Natural language region descriptions:
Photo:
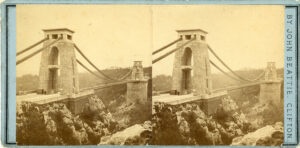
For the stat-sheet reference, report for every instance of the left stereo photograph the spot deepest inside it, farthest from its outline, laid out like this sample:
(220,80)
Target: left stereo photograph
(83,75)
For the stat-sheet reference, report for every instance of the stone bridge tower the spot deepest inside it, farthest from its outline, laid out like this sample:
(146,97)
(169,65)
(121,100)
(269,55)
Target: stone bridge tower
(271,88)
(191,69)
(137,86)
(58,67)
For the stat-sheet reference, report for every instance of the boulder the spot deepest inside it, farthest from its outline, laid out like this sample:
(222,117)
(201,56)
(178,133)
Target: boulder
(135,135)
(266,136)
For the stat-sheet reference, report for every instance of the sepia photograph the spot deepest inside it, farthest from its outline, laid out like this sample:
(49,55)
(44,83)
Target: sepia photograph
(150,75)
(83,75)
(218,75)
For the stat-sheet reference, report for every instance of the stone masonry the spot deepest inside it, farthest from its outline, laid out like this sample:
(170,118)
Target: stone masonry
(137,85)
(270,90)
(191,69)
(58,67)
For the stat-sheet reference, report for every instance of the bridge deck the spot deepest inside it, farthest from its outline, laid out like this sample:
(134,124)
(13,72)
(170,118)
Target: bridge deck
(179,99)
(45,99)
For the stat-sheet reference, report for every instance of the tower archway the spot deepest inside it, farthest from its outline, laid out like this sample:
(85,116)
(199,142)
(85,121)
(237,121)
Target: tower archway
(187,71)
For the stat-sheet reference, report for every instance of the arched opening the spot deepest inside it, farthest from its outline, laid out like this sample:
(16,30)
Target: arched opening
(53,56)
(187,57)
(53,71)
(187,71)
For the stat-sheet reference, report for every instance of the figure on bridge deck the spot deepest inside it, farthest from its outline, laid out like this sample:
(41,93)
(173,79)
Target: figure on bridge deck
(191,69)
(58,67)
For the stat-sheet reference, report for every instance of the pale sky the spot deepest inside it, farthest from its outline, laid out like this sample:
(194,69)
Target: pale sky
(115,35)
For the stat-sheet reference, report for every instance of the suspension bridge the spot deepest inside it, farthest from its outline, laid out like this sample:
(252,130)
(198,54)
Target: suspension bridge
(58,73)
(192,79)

Activity – Filter the entries above down to the lines containing the word "instance".

Solution to this task –
For the stat-sheet reference, report for every instance of the left stereo photograph the spot deepest inside it, farthest from its outline, laid out like this sample:
For the stat-sheet reference, report for every instance of the stone bridge tower the spot deepest inside it, farthest from its outline, laid out like this sample:
For the stat-sheet reference, report for every instance of the boulder the spot deepest inside it, farthest from its outline, laid out like this sample:
For the stat-sheet reference, report for every instance of the sepia photograph the spot deepest inside it, farthest from its outline, laid out like this sample:
For the stat-sheet reference, report for every instance of the stone masonry the spot deepest inside it, farthest from its outline, laid out like this sample:
For the stat-sheet reference, report for every instance of the bridge deck the spot deepest inside it, farthest from its outline, laid out like this sample:
For the stat-sheet reference, report for every instance of the tower archway the spot deepest inside it, farthest from its outline, laid out like this sample:
For the stat-sheet reference, report for every instance of the arched opening the spot deepest inside it, farthest from its outline, laid out like this sample:
For the stat-sheet reference, report for every instance of the figure on bridge deck the spot deepest inside it, farthest from its outline, laid out like this sample:
For the stat-sheet reference, report for every instance of the pale sky the spot deepest inside it, farthest from its outline, laid out like this sample:
For the stat-sheet reference, report for every instance of the suspension bridge the spot deepest inside it, farthest from its outline, laid out like this sample:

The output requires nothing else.